Start of Given data

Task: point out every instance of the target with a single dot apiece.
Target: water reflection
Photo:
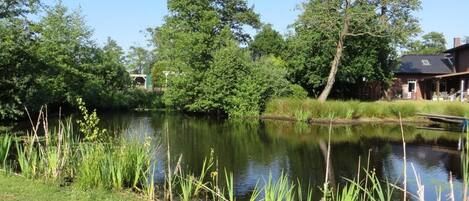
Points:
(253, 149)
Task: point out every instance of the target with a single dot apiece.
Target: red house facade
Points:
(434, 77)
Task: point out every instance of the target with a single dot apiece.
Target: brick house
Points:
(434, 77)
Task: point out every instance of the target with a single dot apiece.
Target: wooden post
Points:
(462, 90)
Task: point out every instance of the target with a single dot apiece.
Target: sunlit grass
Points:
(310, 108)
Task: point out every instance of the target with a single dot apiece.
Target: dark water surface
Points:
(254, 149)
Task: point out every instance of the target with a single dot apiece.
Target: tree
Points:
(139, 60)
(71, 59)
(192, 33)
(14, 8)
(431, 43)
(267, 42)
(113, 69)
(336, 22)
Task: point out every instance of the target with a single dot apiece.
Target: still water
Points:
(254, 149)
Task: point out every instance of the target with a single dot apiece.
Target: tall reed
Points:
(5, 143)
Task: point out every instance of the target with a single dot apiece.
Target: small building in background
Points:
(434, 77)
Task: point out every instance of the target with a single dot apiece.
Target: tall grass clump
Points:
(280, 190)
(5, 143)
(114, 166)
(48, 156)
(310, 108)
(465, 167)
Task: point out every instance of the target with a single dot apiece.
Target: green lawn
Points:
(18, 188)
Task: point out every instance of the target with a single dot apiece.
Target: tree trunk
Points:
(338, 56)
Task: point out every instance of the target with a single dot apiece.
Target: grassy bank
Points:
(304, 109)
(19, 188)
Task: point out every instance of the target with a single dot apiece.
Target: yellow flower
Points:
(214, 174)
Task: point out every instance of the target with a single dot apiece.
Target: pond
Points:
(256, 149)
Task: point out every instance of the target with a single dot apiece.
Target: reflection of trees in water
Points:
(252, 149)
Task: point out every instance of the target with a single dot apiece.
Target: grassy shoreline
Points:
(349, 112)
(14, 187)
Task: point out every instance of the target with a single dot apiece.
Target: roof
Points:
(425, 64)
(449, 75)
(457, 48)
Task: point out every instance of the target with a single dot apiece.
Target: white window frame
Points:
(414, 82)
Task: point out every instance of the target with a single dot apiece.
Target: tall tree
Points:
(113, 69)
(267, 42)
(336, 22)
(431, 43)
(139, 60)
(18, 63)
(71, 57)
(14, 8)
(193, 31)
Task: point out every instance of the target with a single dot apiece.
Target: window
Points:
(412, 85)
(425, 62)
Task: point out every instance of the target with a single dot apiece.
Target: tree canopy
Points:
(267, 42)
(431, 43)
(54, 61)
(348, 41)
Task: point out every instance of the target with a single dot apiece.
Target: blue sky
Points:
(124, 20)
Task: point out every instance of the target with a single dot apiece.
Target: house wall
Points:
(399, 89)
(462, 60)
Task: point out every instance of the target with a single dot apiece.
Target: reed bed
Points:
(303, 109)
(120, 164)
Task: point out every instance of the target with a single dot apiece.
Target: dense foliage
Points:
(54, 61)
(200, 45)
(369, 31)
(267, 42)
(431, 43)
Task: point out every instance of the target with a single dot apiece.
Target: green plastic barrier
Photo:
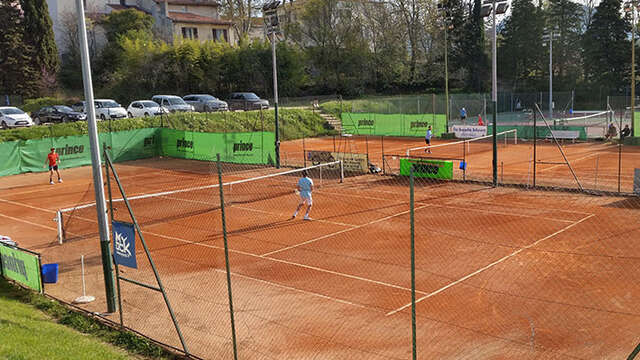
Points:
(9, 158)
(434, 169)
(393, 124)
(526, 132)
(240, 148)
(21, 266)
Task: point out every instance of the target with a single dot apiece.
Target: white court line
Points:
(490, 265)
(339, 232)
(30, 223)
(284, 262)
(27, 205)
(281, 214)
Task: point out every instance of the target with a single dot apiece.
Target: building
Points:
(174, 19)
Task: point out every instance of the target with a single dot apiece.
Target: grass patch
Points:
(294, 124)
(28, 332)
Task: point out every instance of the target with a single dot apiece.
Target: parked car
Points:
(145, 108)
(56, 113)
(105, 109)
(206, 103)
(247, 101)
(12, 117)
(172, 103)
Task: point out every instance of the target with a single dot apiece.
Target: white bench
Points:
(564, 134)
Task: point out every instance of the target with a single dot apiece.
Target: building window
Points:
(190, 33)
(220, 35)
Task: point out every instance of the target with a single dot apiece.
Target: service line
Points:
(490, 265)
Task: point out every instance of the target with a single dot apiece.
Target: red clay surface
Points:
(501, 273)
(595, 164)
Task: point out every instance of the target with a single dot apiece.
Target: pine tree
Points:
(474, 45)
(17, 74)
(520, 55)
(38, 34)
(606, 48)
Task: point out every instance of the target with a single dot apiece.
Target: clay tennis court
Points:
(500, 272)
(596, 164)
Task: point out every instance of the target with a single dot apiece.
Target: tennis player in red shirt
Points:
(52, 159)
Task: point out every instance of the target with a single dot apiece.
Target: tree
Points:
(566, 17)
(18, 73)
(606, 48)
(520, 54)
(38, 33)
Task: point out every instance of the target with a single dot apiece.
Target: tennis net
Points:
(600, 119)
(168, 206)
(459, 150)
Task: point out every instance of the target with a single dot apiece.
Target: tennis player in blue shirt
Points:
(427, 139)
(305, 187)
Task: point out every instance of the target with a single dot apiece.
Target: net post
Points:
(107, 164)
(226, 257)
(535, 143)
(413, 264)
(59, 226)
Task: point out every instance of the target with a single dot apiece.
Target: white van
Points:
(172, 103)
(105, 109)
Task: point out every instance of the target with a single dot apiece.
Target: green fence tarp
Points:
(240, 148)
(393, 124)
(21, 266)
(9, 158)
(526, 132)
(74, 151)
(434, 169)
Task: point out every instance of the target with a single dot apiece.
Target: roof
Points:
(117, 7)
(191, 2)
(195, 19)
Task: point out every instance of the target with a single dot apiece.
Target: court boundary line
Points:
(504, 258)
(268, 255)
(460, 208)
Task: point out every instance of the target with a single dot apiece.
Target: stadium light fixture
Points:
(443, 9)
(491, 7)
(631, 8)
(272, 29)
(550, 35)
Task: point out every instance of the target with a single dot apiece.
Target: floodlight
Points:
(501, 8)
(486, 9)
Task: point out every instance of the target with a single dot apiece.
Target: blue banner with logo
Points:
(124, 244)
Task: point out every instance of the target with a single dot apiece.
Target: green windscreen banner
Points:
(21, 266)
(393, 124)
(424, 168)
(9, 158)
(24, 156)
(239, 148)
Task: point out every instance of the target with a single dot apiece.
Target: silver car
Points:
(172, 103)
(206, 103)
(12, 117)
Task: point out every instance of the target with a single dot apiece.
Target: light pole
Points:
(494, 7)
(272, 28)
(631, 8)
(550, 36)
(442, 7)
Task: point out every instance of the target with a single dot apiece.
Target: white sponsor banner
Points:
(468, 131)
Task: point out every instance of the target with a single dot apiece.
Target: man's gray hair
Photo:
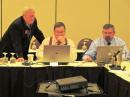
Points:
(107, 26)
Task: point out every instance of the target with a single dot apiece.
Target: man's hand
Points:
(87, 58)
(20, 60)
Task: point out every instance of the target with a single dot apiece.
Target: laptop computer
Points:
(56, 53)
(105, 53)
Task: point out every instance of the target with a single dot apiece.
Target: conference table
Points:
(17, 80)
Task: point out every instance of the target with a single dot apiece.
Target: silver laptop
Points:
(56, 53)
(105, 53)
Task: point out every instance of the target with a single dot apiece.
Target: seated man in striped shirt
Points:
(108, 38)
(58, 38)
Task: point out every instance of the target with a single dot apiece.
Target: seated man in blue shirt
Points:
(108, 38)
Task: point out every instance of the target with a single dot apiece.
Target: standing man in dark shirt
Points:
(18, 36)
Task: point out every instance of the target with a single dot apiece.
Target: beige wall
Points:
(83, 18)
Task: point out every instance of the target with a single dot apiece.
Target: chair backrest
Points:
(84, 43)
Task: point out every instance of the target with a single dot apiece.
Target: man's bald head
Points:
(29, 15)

End of Given data

Without the pictures, give all the records above again exactly.

Task: point out every instance of the target with a single dot apiece.
Target: water reflection
Photo:
Points:
(253, 149)
Task: point out every instance of the target with a single dot apiece.
Target: red house facade
Points:
(434, 77)
Task: point out every instance of the target with a single dot apiece.
Target: brick house
Points:
(434, 77)
Task: point out every instance of the target with a single dot apiece.
Target: wooden post
Points:
(462, 90)
Task: point out every instance of the target with a single dot apiece.
Target: sunlit grass
Points:
(310, 108)
Task: point out every instance of the target with a single dot apiece.
Target: dark water surface
Points:
(254, 149)
Task: point out every instance of the target with a single dot apiece.
Target: tree
Points:
(139, 60)
(71, 59)
(192, 33)
(14, 8)
(431, 43)
(267, 42)
(113, 69)
(336, 22)
Task: point out every instance of the target with a single dot apiece.
Target: still water
Points:
(254, 149)
Task: point out every instance of the target with a single dot apiece.
Target: tall reed
Points:
(5, 143)
Task: point out every instance of the target with a single dot apiece.
Target: small building in background
Points:
(434, 77)
Task: point out every instance of the target with a single dot apiece.
Target: tall grass clump
Points:
(280, 190)
(5, 143)
(114, 166)
(48, 156)
(310, 108)
(465, 167)
Task: point out every instance of the target with a single dot apiece.
Target: green lawn
Points:
(18, 188)
Task: point out every instance of the target with a single dot apiece.
Target: tree trunk
Points:
(338, 56)
Task: point out every instance of the target with a single dot apiece.
Target: grassy bank
Points:
(304, 109)
(19, 188)
Task: point out every instance of the target with a single dot apiece.
Target: yellow flower
Points:
(214, 174)
Task: point out every instance of the target with a single dot apiece.
Target: pond
Points:
(256, 149)
Task: point out every instance of the target with a single dot apiece.
Target: reflection of trees in water
Points:
(252, 149)
Task: point out every instance of the target with a single dot apiece.
Target: grassy shoreline
Points:
(349, 112)
(14, 187)
Task: point out every instance of the target with a single dot apiece.
Target: roof
Points:
(425, 64)
(449, 75)
(457, 48)
Task: point out every instance of the target with a single dot apiece.
Target: white window frame
Points:
(414, 82)
Task: point out every instance of the target with a single dot apiece.
Target: tall tree
Points:
(113, 69)
(267, 42)
(336, 22)
(431, 43)
(139, 60)
(18, 63)
(71, 57)
(14, 8)
(193, 31)
Task: point out every instance of the target with a single dot apiece.
Target: window
Points:
(412, 85)
(425, 62)
Task: point out every instance of the target with a single dot apiece.
Target: tree canopy
Points:
(267, 42)
(431, 43)
(54, 61)
(348, 41)
Task: point out every instance of the target with a single dot apiece.
Target: blue sky
Points:
(124, 20)
Task: point out every instance of the target with a single dot apiece.
Target: house wall
Points:
(399, 89)
(462, 60)
Task: point out every instance of the target with a single dot apiece.
Target: reed bed
Points:
(303, 109)
(120, 164)
Task: point out every instance of the target with a single dot apiece.
Target: dense foliage
Points:
(54, 61)
(200, 45)
(369, 31)
(267, 42)
(431, 43)
Task: point out every instance of the target with a single dot apiece.
Target: green plastic barrier
Photo:
Points:
(9, 158)
(434, 169)
(393, 124)
(526, 132)
(240, 148)
(21, 266)
Task: point out every instance of the target with a single dot apiece.
Target: white court line
Points:
(490, 265)
(339, 232)
(30, 223)
(284, 262)
(27, 205)
(281, 214)
Task: point out every instance of the target with a single dot apiece.
Target: building
Points:
(174, 19)
Task: point out every instance of the target with a single dot apiece.
Target: grass patch
Points:
(294, 124)
(28, 332)
Task: point out every instance of the target with a single dot apiece.
Target: parked car
Points:
(145, 108)
(56, 113)
(105, 109)
(206, 103)
(247, 101)
(12, 117)
(172, 103)
Task: point out every instance of the target with a single dot apiece.
Target: white bench
Points:
(564, 134)
Task: point out every instance of the target with a single dot apiece.
Target: building window
Points:
(190, 33)
(220, 35)
Task: point out every instance of the target with a single dot apiece.
Target: service line
Points:
(490, 265)
Task: point out every instance of the target with a single dot apiece.
Target: red clay surface
Points:
(501, 273)
(595, 164)
Task: point out every instance of the target with a single dot apiece.
Target: pine tree
Points:
(474, 45)
(17, 74)
(520, 55)
(38, 34)
(606, 48)
Task: point out every instance of the target with a single dot apiece.
Target: clay tennis court
Points:
(500, 272)
(596, 164)
Task: point out every instance of the target with a single dot apiece.
Target: tennis player in red shirt
Points:
(52, 159)
Task: point out every instance of the target with a single dot apiece.
Target: tree
Points:
(566, 17)
(18, 73)
(606, 48)
(520, 54)
(38, 33)
Task: point out every instance of the target with a single dot apiece.
Target: tennis net
Points:
(600, 119)
(168, 206)
(459, 150)
Task: point out every instance of the target with a single dot apiece.
Target: tennis player in blue shirt
Points:
(427, 139)
(305, 187)
Task: point out every instance of the target with a single dot apiece.
Target: net post
Points:
(107, 164)
(226, 257)
(535, 143)
(413, 264)
(59, 226)
Task: point out every instance of the target with a single dot apiece.
Target: white van
Points:
(172, 103)
(105, 109)
Task: point out every instance of the target with a single dot apiece.
Target: green fence tarp
Points:
(240, 148)
(393, 124)
(21, 266)
(9, 158)
(526, 132)
(74, 151)
(434, 169)
Task: point out every instance of the target with a single dot apiece.
Target: roof
Points:
(117, 7)
(191, 2)
(195, 19)
Task: point out every instance of the target with a single dot apiece.
Target: court boundary line
Points:
(504, 258)
(268, 255)
(460, 208)
Task: point out every instance of the target with a single dot apiece.
Target: stadium light fixture
Points:
(443, 9)
(491, 7)
(631, 8)
(272, 29)
(550, 35)
Task: point out every instance of the target with a single dot apiece.
Target: floodlight
Points:
(501, 8)
(486, 9)
Task: point out every instance of the target with a single dot apiece.
Target: blue banner with logo
Points:
(124, 244)
Task: point out every instance of the target with a single dot apiece.
Target: green windscreen banner
Points:
(21, 266)
(393, 124)
(424, 168)
(9, 158)
(24, 156)
(239, 148)
Task: point out every instance of the target with a single dot apiece.
Target: silver car
Points:
(172, 103)
(206, 103)
(12, 117)
Task: point out every instance of the target with a single dot apiece.
Target: light pole
Points:
(494, 7)
(272, 28)
(631, 8)
(550, 36)
(442, 7)
Task: point out every instance of the target with a single dot apiece.
Target: white sponsor banner
Points:
(468, 131)
Task: point out every instance of the target with a single dot apiece.
Target: man's gray hair
Photo:
Points:
(107, 26)
Task: point out every instance of the target with a single dot apiece.
Target: man's hand
Points:
(87, 58)
(20, 60)
Task: point out every instance of the target with a single dot apiece.
Target: laptop computer
Points:
(56, 53)
(105, 53)
Task: point out every instance of the target with a single dot apiece.
Target: conference table
Points:
(17, 80)
Task: point out every instance of the target with a single dot apiece.
Target: silver laptop
Points:
(56, 53)
(105, 53)
Task: point out every instance of the target with a single dot apiece.
Target: seated man in striped shirt
Points:
(108, 38)
(58, 38)
Task: point out every instance of the target with a single dot apiece.
Target: seated man in blue shirt
Points:
(108, 38)
Task: point out every instance of the target with a single dot apiece.
Target: standing man in dark shirt
Points:
(18, 36)
Task: point out every instance of the target with a single dot apiece.
Target: beige wall
Points:
(83, 18)
Task: point out every instance of the target with a single dot apiece.
Target: chair backrest
Points:
(84, 43)
Task: point out every instance of the target with a single dot apiece.
Target: man's bald head
Points:
(29, 15)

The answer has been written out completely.